*Requirements*:
A) Copy the passage about P.S.G.'s change of direction, beginning at the words "More important, Emery’s" and stopping after "Emery is significant.", and swap "heralded" for "signaled".
B) In the passage about P.S.G.'s change of direction, which club did Ibrahimovic leave for, and on what terms?

— start of Text segment —

Last season, though, represented a watershed. P.S.G.’s chairman, Nasser al-Khelaifi, decreed that the celebrity approach was not working and that a complete about-face was required. Ibrahimovic, whose contract had ended, departed for Manchester United on a free transfer. There was an attempt to persuade the Barcelona superstar Neymar to replace him, but when that failed, P.S.G. decided simply to hand striker Edinson Cavani the chance to step into his shoes.

More important, Emery’s appointment heralded a change of direction. Blanc had been appointed and retained only because more high-profile candidates, including José Mourinho, had proved out of reach. That Blanc was eventually replaced by Emery is significant.

Emery is not a famous face. He is not especially glamorous. He preaches hard work and little else. He does not indulge superstars, and he does not sell himself as the guardian of a philosophy. His arrival represented a new phase in P.S.G.’s development: Instead of trying to compete with Real Madrid for stardust, the club would seek to harness the sort of discipline and dedication that has transformed Atlético Madrid.

— end of Text segment —
— start of Dataset records —

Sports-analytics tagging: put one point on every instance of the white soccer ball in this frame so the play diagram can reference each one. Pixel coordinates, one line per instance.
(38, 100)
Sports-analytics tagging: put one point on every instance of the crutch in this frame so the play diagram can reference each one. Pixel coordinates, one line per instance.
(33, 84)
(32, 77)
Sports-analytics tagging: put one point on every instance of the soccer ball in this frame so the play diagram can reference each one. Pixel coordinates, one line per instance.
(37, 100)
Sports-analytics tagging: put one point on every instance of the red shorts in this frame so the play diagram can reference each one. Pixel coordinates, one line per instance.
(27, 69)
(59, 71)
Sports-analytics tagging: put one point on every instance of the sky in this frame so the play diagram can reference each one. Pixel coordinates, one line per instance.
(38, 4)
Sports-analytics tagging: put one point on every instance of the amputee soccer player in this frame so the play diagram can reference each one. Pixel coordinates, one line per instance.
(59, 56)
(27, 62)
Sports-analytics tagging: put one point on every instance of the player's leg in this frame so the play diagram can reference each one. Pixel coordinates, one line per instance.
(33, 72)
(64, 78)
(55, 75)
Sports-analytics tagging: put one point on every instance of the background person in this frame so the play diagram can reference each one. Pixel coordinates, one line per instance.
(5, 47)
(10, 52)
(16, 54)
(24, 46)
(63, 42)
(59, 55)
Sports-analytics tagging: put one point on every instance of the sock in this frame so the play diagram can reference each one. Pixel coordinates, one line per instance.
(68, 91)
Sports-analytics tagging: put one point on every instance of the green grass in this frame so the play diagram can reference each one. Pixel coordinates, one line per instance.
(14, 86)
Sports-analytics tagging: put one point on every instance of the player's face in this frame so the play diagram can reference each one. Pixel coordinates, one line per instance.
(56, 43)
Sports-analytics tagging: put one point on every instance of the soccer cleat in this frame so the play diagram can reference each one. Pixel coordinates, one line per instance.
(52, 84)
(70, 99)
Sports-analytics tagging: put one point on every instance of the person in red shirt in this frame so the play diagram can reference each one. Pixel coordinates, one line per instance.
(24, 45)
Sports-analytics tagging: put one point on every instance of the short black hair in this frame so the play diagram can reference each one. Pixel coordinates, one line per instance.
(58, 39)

— end of Dataset records —

*The replies*:
A)
More important, Emery’s appointment signaled a change of direction. Blanc had been appointed and retained only because more high-profile candidates, including José Mourinho, had proved out of reach. That Blanc was eventually replaced by Emery is significant.

B) He left for Manchester United on a free transfer.